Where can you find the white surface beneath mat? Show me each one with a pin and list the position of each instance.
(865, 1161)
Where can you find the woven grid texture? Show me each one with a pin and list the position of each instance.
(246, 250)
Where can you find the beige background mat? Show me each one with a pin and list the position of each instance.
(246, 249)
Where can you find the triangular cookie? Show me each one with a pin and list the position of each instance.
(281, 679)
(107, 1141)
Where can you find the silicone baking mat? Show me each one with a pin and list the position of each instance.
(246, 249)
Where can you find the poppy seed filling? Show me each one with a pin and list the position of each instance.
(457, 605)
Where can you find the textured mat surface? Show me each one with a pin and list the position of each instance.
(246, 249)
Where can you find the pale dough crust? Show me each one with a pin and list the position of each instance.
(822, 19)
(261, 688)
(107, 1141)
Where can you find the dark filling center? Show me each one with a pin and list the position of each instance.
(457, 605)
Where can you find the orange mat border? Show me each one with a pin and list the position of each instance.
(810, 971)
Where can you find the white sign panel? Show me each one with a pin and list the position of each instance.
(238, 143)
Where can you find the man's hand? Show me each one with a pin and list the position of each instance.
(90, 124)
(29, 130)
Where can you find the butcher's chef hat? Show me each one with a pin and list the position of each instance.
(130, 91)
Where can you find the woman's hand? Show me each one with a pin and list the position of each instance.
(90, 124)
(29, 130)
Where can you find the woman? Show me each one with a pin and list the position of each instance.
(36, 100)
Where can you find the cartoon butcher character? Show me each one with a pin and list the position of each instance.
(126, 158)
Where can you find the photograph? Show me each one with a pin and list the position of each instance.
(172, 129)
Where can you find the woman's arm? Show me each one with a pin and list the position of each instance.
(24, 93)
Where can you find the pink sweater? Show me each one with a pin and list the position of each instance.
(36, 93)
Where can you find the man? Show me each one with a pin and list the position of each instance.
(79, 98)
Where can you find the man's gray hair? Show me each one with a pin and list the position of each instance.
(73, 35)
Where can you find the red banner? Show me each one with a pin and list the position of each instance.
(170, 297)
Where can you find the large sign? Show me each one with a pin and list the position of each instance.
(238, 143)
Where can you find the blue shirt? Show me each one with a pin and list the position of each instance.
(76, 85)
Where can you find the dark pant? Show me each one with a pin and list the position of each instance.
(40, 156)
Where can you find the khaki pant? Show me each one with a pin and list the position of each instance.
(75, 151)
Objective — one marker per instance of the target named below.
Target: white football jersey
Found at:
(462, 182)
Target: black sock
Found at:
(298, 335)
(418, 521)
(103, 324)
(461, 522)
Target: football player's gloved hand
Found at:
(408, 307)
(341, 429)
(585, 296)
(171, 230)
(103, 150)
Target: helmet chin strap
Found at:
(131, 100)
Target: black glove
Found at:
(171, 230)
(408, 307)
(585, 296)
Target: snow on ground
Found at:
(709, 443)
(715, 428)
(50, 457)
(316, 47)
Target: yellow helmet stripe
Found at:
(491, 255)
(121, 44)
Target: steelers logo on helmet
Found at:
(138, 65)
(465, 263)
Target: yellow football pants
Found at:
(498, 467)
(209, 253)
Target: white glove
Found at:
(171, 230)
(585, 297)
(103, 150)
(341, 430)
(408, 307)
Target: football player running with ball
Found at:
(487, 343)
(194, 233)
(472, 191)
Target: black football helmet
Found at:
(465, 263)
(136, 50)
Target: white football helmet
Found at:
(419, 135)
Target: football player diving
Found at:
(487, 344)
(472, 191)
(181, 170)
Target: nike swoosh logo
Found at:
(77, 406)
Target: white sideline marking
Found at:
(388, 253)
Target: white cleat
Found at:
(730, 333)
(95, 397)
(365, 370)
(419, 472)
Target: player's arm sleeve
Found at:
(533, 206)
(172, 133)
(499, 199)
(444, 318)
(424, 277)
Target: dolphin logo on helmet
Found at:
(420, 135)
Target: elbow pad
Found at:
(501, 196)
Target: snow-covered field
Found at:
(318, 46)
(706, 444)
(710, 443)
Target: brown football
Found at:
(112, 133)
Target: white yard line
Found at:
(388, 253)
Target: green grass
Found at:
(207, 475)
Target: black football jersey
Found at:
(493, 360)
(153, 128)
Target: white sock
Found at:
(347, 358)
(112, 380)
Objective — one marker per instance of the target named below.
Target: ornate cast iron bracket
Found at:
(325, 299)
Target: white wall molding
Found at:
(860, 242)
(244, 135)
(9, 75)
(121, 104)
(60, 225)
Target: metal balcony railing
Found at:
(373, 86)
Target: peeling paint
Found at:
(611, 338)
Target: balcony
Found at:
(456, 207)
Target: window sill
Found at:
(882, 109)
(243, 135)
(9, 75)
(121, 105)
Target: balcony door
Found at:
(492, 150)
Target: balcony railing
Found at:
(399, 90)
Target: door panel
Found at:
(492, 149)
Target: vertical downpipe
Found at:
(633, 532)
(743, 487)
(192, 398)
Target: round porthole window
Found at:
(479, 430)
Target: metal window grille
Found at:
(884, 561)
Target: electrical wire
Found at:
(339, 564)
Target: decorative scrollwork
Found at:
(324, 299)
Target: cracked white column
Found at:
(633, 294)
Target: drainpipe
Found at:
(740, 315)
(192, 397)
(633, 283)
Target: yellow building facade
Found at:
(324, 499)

#### [PROBLEM DETAILS]
Every line from the one containing "Target: peeling paint" through the end of the data must be repeated exactly, and no other line.

#### [TASK ANSWER]
Target: peeling paint
Found at:
(611, 338)
Target: balcony
Found at:
(456, 207)
Target: window sill
Found at:
(882, 109)
(243, 135)
(9, 75)
(121, 105)
Target: balcony door
Found at:
(492, 150)
Target: balcony railing
Found at:
(399, 90)
Target: door panel
Found at:
(492, 149)
Target: vertical downpipe
Found at:
(633, 532)
(743, 487)
(192, 398)
Target: round porthole window
Found at:
(479, 430)
Target: metal window grille
Found at:
(884, 561)
Target: electrical wire
Found at:
(339, 564)
Target: decorative scrollwork
Found at:
(324, 299)
Target: cracked white column
Found at:
(633, 294)
Target: drainpipe
Found at:
(740, 315)
(192, 397)
(633, 283)
Target: yellow building facade
Found at:
(324, 499)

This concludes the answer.